Vorgegebener Text:
───

Als ich im Jahr 2010 als Vertreter der öffentlichen Verwaltung zum Vizepräsidenten des Vereins gewählt wurde, habe ich mich gefreut, diese Tradition fortführen zu können. Ich muss sagen, dass die Themen der AWV in Richtung Verschlankung von Verwaltungsprozessen, Verwaltungsmodernisierung im umfassenden Sinne und Digitalisierung für mich schon lange eine Herzensangelegenheit waren, die ich wichtig finde. Und sie sind heute noch wichtiger als gestern. In der AWV spielt dabei die Praxisnähe eine große Rolle und das ist besonders wertvoll, wenn man sich mit diesen Themen beschäftigt. Theorielastige Papiere gibt es genug.

Die AWV arbeitete unter Ihrer Leitung an weitreichenden Vereinfachungen von gesetzlichen Vorgaben und Richtlinien und damit an der Verschlankung administrativer Prozesse mit. Wie würden Sie die während dieses langen Zeitraums erreichten Ergebnisse beurteilen? Welche zählen zu Ihren besonderen „Highlights“?

Christoph Verenkotte: Aktuell ist vor allem die Beteiligung der AWV an den Digitalisierungsprojekten der öffentlichen Verwaltung zu nennen. Mit dem Onlinezugangsgesetz und dem Registermodernisierungsgesetz hat die öffentliche Verwaltung große Modernisierungsprojekte begonnen, die durch eine konstruktive Zusammenarbeit mit der Wirtschaft erheblich unterstützt werden können.

Mit dem elektronischen Datenaustauschformat eXTra hat die AWV schon vor Jahren die Grundlage für hochautomatisierten Datenaustausch zwischen Wirtschaft und Verwaltung geschaffen, der auch im Rahmen der Verwaltungsmodernisierung weiterhin seine Bedeutung hat. Weiterhin bietet die AWV offene und effiziente Strukturen für Diskussions- und Optimierungsprozesse rund um die Digitalisierung.

Zu den früheren Projekten ist im Bereich der elektronischen Rechnung vor allem das elektronische Rechnungsformat ZUGFeRD zu nennen, das durch die enge Zusammenarbeit mit Frankreich auch international wirkt.

Ein Highlight, auch mit klarem Mehrwert für die Verwaltungen, sind auch die Arbeitskreise, die sich mit Digitalisierungskompetenzen oder dem Einsatz von Künstlicher Intelligenz (KI) beschäftigen. In diesem Zusammenhang stand auch das sehr erfolgreiche Web-Event zum 95-jährigen Bestehen der AWV unter dem Motto „Facing AI – KI ein Gesicht geben“. Explizit thematisiert wurde im Rahmen des Events auch der Einsatz von KI in der öffentlichen Verwaltung. Das macht deutlich, dass die AWV da ansetzt, wo sich praktische Fragen der Zukunftsgestaltung stellen: Ohne die Förderung von Digitalkompetenz werden wir nicht in die Breite der Verwaltung kommen und man muss sich auch mit dem Einsatz von KI praxisorientiert und umfassend beschäftigen, denn die kundenorientierte Neugestaltung und Automatisierung unserer Verwaltungsabläufe ist erst der erste Schritt in die Zukunft.

───

Datenauszüge:

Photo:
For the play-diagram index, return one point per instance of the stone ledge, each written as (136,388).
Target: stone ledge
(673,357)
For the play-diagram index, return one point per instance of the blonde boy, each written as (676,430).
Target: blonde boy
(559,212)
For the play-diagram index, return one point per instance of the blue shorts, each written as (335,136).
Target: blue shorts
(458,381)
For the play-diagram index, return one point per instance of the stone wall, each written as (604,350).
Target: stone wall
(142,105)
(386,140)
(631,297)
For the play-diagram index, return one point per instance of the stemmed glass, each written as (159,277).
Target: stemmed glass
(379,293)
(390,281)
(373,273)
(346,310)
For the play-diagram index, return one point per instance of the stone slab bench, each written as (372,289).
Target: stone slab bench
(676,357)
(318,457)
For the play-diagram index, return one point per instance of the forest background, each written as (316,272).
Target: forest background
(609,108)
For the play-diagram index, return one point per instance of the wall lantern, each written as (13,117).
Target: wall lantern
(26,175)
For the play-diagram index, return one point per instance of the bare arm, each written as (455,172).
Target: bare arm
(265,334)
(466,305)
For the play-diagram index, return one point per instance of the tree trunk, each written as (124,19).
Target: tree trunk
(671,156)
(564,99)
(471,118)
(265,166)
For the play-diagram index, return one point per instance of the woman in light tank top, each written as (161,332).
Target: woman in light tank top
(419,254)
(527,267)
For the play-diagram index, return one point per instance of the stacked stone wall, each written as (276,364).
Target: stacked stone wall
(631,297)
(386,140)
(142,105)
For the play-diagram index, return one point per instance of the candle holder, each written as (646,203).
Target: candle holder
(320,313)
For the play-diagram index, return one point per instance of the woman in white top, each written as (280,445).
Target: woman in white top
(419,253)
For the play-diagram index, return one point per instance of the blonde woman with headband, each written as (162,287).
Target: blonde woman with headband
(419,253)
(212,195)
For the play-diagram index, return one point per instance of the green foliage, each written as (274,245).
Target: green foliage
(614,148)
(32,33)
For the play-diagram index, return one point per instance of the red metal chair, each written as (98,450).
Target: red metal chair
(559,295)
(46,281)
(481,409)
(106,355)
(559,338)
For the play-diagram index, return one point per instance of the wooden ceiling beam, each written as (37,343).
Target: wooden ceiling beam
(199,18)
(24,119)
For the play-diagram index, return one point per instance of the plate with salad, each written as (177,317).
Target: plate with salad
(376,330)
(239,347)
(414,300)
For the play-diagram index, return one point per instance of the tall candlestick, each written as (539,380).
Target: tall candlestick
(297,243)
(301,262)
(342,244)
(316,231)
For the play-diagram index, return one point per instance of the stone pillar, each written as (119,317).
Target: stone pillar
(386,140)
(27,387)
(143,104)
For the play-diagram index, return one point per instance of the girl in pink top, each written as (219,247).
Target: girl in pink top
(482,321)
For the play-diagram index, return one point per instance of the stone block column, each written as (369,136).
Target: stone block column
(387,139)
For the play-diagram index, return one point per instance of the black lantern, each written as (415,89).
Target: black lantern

───

Übungsteile:
- A) Mit welchem Land arbeitet die AWV laut dem Text über die AWV beim elektronischen Rechnungsformat ZUGFeRD eng zusammen?
- B) Führen Sie den Text über die AWV im Anschluss an seinen letzten Satz fort.
Die Datensätze werden zur Bearbeitung nicht benötigt.

Geordnete Lösungen:
- A) Mit Frankreich.

- B)
Werner Schmidt: Veränderungsprozesse im politischen Umfeld können langwierig sein. Man braucht einen sehr langen Atem. Von den ersten Ideen bis hin zu deren konkreter Umsetzung kann es Monate bis hin zu Jahren dauern. Die Erfahrungen aus der Vergangenheit zeigen, dass man sich beim Bürokratieabbau langsam, aber sicher vorantasten muss, um langfristige und nachhaltige Veränderungen bewirken zu können. Ein anschauliches Beispiel hierfür ist die elektronische Lohnsteuererklärung ELSTER: Zwölf Jahre Arbeit sind der Abschaffung der Papier-Lohnsteuerkarte vorausgegangen...

Ein Highlight meiner bisherigen AWV-Amtszeit war sicher die Begleitung der Einführung des einheitlichen Euro-Zahlungsverkehrsraums SEPA. Hier hat sich ganz konkret gezeigt, dass die AWV nicht nur seitens des Gesetzgebers und der Ministerien, sondern auch von der Wirtschaft als neutrale Mittlerin wahrgenommen wird, einen guten Treffpunkt für beide Seiten geboten hat und alle Beteiligten dazu beitragen wollten, die Sache gemeinsam voranzubringen und nicht einseitige Interessen zu vertreten.

Zu den aktuell bedeutsamen Themen zählt sicher die elektronische Arbeitsunfähigkeitsbescheinigung (eAU), deren Realisierung konstruktiv von der AWV mit begleitet wird.